> **Work task**
An exact reprint of the data below is required, line for line.

(Items listed in a dataset)
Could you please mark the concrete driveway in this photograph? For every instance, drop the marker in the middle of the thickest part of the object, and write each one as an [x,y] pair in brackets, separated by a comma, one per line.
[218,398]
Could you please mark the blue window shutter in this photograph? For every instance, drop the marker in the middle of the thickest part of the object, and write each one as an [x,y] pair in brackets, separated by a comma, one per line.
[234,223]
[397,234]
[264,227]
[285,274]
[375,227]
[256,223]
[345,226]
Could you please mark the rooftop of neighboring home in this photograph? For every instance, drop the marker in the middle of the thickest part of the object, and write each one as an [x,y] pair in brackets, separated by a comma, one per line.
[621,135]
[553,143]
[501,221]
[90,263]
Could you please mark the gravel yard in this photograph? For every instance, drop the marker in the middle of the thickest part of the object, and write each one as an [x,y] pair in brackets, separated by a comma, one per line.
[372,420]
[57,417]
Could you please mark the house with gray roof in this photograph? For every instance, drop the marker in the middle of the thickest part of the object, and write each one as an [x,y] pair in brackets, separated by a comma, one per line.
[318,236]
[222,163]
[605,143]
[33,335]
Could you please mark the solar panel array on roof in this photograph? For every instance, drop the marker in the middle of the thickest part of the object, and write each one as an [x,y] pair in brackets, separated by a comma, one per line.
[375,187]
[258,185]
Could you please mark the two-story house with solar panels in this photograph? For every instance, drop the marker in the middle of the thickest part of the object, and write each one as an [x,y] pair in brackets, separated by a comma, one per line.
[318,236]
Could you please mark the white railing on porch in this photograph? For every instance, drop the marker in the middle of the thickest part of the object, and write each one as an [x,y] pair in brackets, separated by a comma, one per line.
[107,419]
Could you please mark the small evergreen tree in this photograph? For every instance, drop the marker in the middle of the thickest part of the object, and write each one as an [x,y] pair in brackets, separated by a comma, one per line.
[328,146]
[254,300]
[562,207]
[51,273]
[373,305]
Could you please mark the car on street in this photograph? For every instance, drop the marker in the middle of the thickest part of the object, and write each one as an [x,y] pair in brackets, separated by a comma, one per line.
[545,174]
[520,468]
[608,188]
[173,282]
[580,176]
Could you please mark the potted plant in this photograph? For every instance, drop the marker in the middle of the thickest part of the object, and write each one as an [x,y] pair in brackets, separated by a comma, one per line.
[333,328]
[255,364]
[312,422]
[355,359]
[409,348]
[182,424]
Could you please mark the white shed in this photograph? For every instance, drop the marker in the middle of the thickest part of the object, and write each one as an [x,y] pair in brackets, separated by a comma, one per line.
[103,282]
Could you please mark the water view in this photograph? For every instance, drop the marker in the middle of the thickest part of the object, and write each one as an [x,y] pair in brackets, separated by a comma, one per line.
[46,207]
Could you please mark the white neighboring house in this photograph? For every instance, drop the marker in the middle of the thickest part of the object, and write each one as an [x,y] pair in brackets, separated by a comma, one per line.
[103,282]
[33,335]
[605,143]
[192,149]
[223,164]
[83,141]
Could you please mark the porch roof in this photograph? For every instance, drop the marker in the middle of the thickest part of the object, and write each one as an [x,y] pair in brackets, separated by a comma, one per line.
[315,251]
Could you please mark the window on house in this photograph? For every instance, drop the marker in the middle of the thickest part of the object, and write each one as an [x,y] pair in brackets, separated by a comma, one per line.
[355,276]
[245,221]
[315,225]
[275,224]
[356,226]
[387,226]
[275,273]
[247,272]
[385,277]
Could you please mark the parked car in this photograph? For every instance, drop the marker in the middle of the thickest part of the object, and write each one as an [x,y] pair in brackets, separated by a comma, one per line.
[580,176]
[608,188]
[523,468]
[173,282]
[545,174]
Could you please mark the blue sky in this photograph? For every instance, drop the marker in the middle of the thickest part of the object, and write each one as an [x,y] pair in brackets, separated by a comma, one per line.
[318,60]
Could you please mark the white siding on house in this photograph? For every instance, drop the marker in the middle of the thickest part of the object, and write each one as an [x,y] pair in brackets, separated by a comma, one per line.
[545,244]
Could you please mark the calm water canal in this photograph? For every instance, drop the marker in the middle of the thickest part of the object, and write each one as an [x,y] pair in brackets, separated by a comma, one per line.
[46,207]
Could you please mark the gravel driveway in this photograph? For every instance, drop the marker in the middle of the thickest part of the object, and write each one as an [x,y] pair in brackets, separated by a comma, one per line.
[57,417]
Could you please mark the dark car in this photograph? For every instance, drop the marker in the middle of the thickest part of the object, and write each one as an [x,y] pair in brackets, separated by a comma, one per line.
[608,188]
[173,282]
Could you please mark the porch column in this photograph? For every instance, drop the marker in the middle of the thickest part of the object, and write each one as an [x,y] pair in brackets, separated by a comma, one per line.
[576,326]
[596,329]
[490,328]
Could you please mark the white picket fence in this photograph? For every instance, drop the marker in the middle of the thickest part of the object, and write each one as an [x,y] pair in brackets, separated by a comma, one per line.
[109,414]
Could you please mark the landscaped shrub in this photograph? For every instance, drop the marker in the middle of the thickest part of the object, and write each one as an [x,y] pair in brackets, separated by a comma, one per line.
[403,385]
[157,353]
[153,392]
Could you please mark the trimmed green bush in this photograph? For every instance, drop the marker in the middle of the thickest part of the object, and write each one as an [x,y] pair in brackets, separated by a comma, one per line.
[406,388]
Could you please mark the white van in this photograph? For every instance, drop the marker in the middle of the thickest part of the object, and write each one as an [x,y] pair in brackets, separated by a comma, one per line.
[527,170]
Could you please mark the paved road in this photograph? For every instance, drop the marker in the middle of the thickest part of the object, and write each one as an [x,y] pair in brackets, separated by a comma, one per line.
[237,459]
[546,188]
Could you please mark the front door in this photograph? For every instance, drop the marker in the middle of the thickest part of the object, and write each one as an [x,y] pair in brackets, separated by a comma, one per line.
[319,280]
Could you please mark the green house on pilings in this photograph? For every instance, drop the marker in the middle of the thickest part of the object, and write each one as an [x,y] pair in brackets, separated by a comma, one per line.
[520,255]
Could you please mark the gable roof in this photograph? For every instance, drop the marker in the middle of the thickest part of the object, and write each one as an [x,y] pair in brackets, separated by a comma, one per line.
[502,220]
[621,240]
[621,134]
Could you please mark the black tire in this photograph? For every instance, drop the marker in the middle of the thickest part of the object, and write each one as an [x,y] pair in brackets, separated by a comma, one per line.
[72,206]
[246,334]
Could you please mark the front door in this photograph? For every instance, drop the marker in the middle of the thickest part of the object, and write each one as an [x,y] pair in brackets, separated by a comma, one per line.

> **Exercise answer**
Could you please mark the concrete driveway in this photograph? For every instance, drop the marker in the middle of the thickest part of the object, and write each one as an [x,y] pair in brackets, separated by a comma, one per line.
[218,398]
Could you please mark the blue window shutter in this photograph? For every instance, drop the marker in the middle of the thickest part of the object, and write each one as an [x,y] pair in brackets, separated by a comma, one per line.
[234,223]
[397,234]
[264,227]
[285,274]
[375,227]
[256,223]
[345,226]
Could you please mark the rooftop of neighboring home in this photograph? For every instance, drop the marker in the middle of the thickest part of the object, and write each one as an [x,y] pair in brackets, separated by a comma, one per line.
[621,135]
[553,143]
[501,221]
[90,263]
Could you please mark the gravel yard in this photograph? For every instance, drop the marker in the middle of the thickest part of the object, and write each one as an [x,y] pair in brackets, separated by a comma, one per line.
[372,420]
[57,417]
Could you please mark the house with gray roof in this photograph? For every instance, drop the marker in the middle of the thickest part of the object, and write each one as an [x,y] pair in brackets, separated by a comma, one per line.
[318,236]
[222,163]
[605,143]
[33,335]
Could you please mark the solar panel array on roof in this photograph? For every instance, drop the marker in the middle of the thickest part of the object, and write each one as an [x,y] pair in brackets, separated by a comma, one per line.
[375,187]
[258,185]
Could you please mark the two-story house with solar panels in this photograph? For every instance, drop the marker in the middle of the thickest part of the object, and write each one as an [x,y] pair in brackets, separated by a comma, one per line.
[318,236]
Could you please mark the white railing on porch in this photograph? For every instance, drop the marker in the middle of the thickest part of the object, and write each one as an [x,y] pair in brackets, separated by a comma, one per line.
[107,419]
Could you please mark the small evergreen tree in this photograph? For every instance, drop the marker in the middle of the thickest part of the object, and write each one as an [x,y] pair in brackets, separated by a comma, one per line.
[328,146]
[254,300]
[562,207]
[51,273]
[373,305]
Could you please mark the car on street in this photograph? For every instance, drop the marker in the middle of the thickest part of the object, and write each one as an [x,y] pair in brackets, separated by a comma, one per line.
[545,174]
[520,468]
[608,188]
[173,282]
[580,176]
Could you please mark the potted plant in this photograph? For every instance, drop the marker in the middle of the thickest part of the object, and write each one as an [x,y] pair in brackets, separated by a comma, one per line.
[333,328]
[255,364]
[312,422]
[355,359]
[409,348]
[182,424]
Could you please mark the white shed in this photograph? For every instance, drop the marker in the middle of the thickest part of the object, and write each one as an [x,y] pair in brackets, separated by a comma, one per line.
[103,282]
Could you please mark the water view in this photograph? For every instance, drop the marker in the middle of the thickest part of the object, and write each one as an [x,y] pair in brackets, separated by a comma, one per line.
[46,207]
Could you please mark the white neighboring house in this photograph? For every instance, drop the marker in the middle of the thickest part of the object, and write each one as an [x,y] pair in brackets, separated by a comma, one per line.
[103,282]
[33,335]
[605,143]
[192,149]
[223,164]
[83,141]
Could you please mark the porch roof in this photograph? For every instance, drop the marker in the middle of the thickest part of the object, and write each one as an [x,y] pair in brackets, separated by a comma, one per line.
[315,251]
Could you please mark the window on house in this photograph? For every instance, drop the marker in the middle of the thickest part of the object, and write each one as an [x,y] pair in brackets, separated by a comma, one per line.
[355,276]
[245,221]
[315,225]
[275,224]
[356,226]
[387,226]
[275,273]
[247,272]
[385,277]
Could you please mark the parked car in this photograph? For every instance, drop the marker in the middle of the thickest part of the object, and write each one as an [x,y] pair in brackets, separated by a comma, one per line.
[580,176]
[608,188]
[523,468]
[173,282]
[545,174]
Could you please mark the blue sky in this photograph? For every instance, drop the marker in the middle of the thickest part of the object, and write each one as an [x,y] pair in brackets, separated by a comma, one per line.
[318,60]
Could you please mark the white siding on house in this photograph? For every instance, drop the marker in the middle of the thickest part of the object, and write each one as an [x,y] pair in brackets, separated by a comma, one per line.
[545,244]
Could you please mark the calm water canal in this photograph? For every instance, drop the marker in the middle of the thickest part of the object, and write each one as an [x,y] pair in brackets, separated by a comma, one per line.
[46,207]
Could you please mark the gravel driveway in this photograph? For every instance, drop the marker in the middle of the thickest part of the object, and write each one as an [x,y] pair in brackets, separated by a comma, one per line.
[57,417]
Could you please mark the dark car in this photograph? For every instance, drop the marker in the middle of the thickest part of the object, and write each one as an [x,y] pair in brackets, separated by a comma, one per line.
[608,188]
[173,282]
Could you please mark the porch column in this photograph? For every instance, drop the marker in the middle of the thickest part of the object, and write each one as an [x,y] pair in brackets, separated by a comma, one per line.
[576,326]
[596,329]
[490,328]
Could you please mark the white picket fence in this photograph? For every instance, drop the marker in the middle of the thickest part of the object, and write each one as an [x,y] pair in brackets, separated by a comma, one per line.
[109,414]
Could you please mark the landscaped shrub in this photograph? For every instance, drop the marker in the middle of the thickest part of the object, and write each one as an [x,y] pair in brackets, separated by a comma, one per line.
[403,385]
[157,353]
[153,392]
Could you please mark the trimmed green bush in this photograph? For every instance, drop the marker in the middle of the thickest part of the object, and write each one as an [x,y] pair in brackets, separated by a comma, one per line.
[406,388]
Could you please mark the white van in this photograph? For every instance, drop the marker in the middle of the thickest part of the object, and write each one as an [x,y] pair in brackets, separated by a comma, one per line.
[527,170]
Could you please mark the paved road in this photograph? For every instance, drop the marker in the middle of the thickest part of the object, and write each one as an [x,y] pair in brackets, separated by a comma, one per line.
[237,459]
[546,188]
Could you please mark the front door in this photograph? For every instance, drop the marker in the middle of the thickest part of the object, and write each one as an [x,y] pair in brackets, separated by a comma, one per line.
[319,280]
Could you please mark the green house on pilings in this photograph? For every instance, drop the marker in the middle of the thickest part of the object, and write each one as an [x,y] pair in brackets, separated by a comma, one per line.
[520,255]
Could you please mark the gable roof in this photograph? For every instance, drop the marker in the middle of the thickest part of the object, and write each one as an [x,y] pair in brackets, separated by a comma, one per line.
[502,220]
[621,240]
[621,134]
Could you please mark the black tire in this photograph? For every instance, drop the marker in the middle of the thickest part of the object, and write each one as an [x,y] pair in brackets, separated by a comma, one per line.
[72,206]
[246,334]
Could you please mark the front door in this photograph? For every instance, drop the marker in the middle of the thickest part of the object, and write each one as an [x,y] pair in brackets, separated by a comma, one per line.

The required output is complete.